**ASSIGNMENT**
Give every line of the rows below as a JSON list of strings, one string per line, with blank lines left out. Leave the pictures out of your answer.

Top of TASK DATA

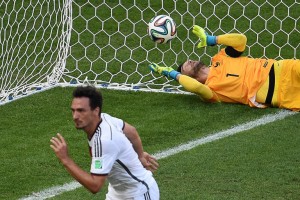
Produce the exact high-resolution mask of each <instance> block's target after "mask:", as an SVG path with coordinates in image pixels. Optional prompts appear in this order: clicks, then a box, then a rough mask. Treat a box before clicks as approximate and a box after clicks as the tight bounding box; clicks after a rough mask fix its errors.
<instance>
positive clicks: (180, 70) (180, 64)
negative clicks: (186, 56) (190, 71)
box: [177, 62, 184, 73]
mask: <svg viewBox="0 0 300 200" xmlns="http://www.w3.org/2000/svg"><path fill="white" fill-rule="evenodd" d="M183 63H184V62H183ZM183 63H181V64H180V65H178V68H177V71H178V72H180V73H181V68H182V65H183Z"/></svg>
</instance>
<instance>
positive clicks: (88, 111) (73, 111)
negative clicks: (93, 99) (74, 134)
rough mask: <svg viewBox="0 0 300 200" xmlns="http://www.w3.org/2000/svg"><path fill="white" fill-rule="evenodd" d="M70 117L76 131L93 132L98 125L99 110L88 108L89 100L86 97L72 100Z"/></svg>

Bottom of TASK DATA

**EXERCISE OUTPUT**
[
  "Produce the exact high-resolution mask of each <instance> block's target after \"mask:\", as an SVG path with coordinates in image pixels. Optional prompts appear in this order: clicks, then a box, then a rough mask. Treat a box before clicks as approximate and a box after clicks as the tight bounding box; clicks after a rough mask fix its errors.",
  "<instance>",
  "positive clicks: (180, 70) (180, 64)",
  "negative clicks: (186, 56) (190, 71)",
  "box: [177, 62, 184, 73]",
  "mask: <svg viewBox=\"0 0 300 200\" xmlns=\"http://www.w3.org/2000/svg\"><path fill=\"white\" fill-rule=\"evenodd\" d=\"M183 63H184V62H183ZM183 63H181V64H180V65H178V68H177V71H178V72H180V73H181V68H182V65H183Z\"/></svg>",
  "</instance>",
  "<instance>",
  "positive clicks: (88, 111) (73, 111)",
  "negative clicks: (93, 99) (74, 134)",
  "rough mask: <svg viewBox=\"0 0 300 200\" xmlns=\"http://www.w3.org/2000/svg\"><path fill=\"white\" fill-rule=\"evenodd\" d=\"M70 117L76 131L93 132L98 125L99 110L88 108L89 100L86 97L72 100Z\"/></svg>"
]